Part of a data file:

## Start

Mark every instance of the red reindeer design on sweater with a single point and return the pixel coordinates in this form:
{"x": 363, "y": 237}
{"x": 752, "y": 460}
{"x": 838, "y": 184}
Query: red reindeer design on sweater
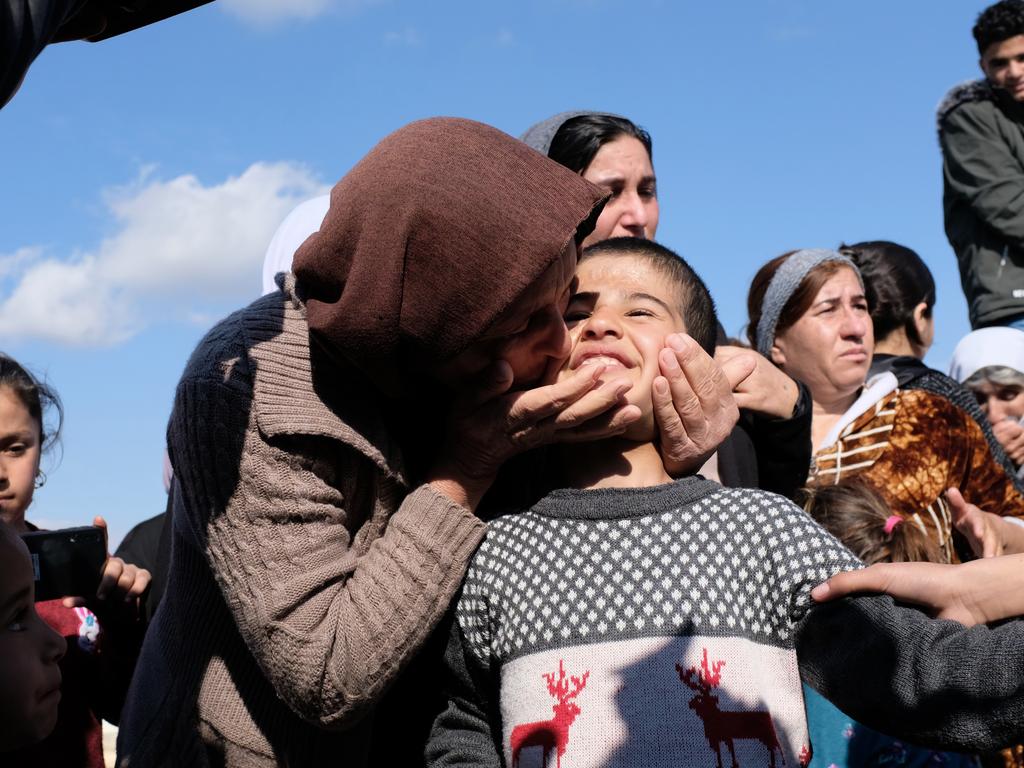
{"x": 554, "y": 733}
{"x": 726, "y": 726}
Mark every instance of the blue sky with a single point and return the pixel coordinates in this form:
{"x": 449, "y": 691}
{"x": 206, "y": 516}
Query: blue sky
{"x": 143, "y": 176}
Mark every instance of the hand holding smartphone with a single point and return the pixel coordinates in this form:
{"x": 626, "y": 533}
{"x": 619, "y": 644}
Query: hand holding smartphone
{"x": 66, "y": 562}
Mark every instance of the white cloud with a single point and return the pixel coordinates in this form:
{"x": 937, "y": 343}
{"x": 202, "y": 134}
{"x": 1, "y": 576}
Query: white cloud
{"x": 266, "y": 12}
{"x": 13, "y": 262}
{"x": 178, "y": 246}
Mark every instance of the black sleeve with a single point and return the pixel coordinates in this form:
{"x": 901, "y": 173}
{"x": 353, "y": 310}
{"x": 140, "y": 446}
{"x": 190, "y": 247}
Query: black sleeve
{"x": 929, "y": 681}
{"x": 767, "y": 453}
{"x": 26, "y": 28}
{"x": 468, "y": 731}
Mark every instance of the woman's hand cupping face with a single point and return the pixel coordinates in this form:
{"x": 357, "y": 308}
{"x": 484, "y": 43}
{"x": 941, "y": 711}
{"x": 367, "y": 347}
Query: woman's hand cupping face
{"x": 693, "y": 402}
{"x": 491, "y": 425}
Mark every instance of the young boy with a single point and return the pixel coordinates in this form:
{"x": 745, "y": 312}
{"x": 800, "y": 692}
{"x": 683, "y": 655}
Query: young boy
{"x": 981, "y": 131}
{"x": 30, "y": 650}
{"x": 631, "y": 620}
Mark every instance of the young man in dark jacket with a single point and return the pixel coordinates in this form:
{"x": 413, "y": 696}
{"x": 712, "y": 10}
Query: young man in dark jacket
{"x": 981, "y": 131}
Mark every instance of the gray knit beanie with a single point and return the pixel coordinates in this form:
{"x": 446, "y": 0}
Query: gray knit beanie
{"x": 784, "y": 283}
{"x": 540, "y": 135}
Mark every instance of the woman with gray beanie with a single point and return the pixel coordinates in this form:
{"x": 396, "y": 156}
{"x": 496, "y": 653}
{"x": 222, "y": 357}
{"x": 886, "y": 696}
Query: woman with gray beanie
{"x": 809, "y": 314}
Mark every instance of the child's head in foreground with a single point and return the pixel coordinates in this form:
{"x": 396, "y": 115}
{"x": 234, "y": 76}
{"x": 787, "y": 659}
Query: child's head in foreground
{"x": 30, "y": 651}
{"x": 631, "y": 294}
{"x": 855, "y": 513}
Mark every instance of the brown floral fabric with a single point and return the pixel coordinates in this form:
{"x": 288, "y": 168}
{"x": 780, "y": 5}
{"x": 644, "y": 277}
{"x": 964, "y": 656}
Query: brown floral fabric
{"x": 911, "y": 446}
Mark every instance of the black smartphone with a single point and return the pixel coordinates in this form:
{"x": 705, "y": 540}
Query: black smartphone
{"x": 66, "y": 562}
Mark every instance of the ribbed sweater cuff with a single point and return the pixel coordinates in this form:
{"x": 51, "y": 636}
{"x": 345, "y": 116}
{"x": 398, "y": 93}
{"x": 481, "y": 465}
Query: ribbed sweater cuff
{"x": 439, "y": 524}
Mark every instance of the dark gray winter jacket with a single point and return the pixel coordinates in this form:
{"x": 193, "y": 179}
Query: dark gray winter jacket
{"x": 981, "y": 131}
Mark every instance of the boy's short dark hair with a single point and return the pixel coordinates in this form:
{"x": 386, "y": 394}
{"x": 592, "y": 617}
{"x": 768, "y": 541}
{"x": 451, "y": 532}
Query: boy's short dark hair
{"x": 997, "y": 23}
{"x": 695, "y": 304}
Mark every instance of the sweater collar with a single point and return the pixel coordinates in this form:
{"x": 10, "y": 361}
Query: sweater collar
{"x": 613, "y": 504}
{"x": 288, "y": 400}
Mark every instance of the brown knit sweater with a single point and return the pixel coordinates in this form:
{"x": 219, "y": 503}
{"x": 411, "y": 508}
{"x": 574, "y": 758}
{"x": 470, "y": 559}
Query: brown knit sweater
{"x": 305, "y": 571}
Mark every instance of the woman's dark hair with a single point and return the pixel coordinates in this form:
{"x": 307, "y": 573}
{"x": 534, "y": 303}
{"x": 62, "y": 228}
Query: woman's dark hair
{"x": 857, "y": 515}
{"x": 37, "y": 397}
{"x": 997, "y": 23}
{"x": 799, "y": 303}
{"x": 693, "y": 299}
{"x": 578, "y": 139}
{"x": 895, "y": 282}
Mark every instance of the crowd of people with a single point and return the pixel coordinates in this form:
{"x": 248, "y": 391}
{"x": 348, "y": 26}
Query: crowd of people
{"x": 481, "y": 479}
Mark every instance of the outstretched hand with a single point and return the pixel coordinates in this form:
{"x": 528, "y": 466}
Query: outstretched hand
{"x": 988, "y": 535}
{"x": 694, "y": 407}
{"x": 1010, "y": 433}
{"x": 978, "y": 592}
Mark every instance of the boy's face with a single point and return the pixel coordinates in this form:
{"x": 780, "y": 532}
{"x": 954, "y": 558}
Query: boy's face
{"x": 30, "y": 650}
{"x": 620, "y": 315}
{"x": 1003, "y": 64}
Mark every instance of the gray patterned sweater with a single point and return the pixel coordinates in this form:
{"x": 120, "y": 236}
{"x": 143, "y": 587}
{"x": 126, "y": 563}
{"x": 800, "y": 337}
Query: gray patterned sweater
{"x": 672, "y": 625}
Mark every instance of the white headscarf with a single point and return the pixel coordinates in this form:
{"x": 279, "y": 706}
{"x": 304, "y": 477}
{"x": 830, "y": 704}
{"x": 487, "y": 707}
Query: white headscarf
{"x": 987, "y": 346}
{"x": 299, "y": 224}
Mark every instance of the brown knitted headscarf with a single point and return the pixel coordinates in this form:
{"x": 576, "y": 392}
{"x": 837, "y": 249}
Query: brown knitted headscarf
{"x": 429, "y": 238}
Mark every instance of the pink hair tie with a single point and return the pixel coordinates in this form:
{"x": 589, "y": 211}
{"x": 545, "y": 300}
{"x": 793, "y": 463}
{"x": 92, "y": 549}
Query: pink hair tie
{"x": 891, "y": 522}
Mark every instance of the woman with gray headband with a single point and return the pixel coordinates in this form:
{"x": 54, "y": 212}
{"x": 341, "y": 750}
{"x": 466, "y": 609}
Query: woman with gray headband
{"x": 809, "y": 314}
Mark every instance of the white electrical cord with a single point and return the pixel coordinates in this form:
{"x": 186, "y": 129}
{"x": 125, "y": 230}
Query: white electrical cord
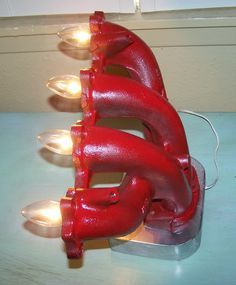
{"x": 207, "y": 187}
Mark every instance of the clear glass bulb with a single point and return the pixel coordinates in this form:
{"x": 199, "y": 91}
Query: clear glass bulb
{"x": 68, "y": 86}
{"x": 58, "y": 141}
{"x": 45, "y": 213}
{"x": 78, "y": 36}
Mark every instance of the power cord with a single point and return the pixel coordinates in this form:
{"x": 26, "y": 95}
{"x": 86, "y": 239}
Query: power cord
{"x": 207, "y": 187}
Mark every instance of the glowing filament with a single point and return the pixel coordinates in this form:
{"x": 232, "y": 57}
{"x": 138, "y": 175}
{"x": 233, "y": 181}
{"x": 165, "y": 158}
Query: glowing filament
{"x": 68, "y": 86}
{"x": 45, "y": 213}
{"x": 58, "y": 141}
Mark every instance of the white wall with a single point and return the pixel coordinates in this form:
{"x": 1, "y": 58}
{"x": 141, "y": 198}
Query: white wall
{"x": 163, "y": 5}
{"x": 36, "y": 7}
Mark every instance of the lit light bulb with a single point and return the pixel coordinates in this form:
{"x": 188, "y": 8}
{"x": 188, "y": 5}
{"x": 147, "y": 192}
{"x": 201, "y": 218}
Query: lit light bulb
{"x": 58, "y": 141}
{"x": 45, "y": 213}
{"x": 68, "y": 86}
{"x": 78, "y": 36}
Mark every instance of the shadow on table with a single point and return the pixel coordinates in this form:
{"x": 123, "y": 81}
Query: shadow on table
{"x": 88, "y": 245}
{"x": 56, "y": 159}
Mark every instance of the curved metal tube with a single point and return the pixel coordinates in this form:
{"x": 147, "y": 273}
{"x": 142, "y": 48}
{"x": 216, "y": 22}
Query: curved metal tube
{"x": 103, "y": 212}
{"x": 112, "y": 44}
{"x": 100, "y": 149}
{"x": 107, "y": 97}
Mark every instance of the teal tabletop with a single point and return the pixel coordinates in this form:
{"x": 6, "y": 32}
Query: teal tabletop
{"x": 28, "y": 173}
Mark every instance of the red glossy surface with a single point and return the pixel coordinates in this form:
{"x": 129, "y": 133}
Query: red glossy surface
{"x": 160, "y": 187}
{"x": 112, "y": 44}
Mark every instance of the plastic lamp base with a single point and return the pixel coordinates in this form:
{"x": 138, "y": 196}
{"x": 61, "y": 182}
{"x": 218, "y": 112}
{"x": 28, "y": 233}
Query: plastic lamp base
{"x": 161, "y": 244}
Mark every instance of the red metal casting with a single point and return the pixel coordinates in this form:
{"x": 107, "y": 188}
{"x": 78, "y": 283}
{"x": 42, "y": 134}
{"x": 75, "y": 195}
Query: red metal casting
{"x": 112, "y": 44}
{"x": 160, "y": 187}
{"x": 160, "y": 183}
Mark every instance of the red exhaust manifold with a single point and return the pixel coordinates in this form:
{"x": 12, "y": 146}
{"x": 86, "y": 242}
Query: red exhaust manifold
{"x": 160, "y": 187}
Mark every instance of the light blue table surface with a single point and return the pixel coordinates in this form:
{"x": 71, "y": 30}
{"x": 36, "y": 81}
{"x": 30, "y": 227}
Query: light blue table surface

## End

Reproduce only those lines of the entries above that run from the line with "Mark every instance of the red metal" to the final line.

Mark every instance of the red metal casting with a single point and return the pixel coordinates in this form:
{"x": 107, "y": 188}
{"x": 78, "y": 283}
{"x": 42, "y": 134}
{"x": 75, "y": 195}
Query: red metal casting
{"x": 112, "y": 44}
{"x": 160, "y": 187}
{"x": 160, "y": 183}
Mark every instance of the red exhaust manifold with a single point and return the pixel coordinates in this form:
{"x": 12, "y": 146}
{"x": 86, "y": 242}
Query: red exhaust manifold
{"x": 160, "y": 187}
Mark every instance of the light blue table surface with a single point and return the pixel coordinates in this form:
{"x": 71, "y": 30}
{"x": 36, "y": 81}
{"x": 30, "y": 227}
Query: light blue table surface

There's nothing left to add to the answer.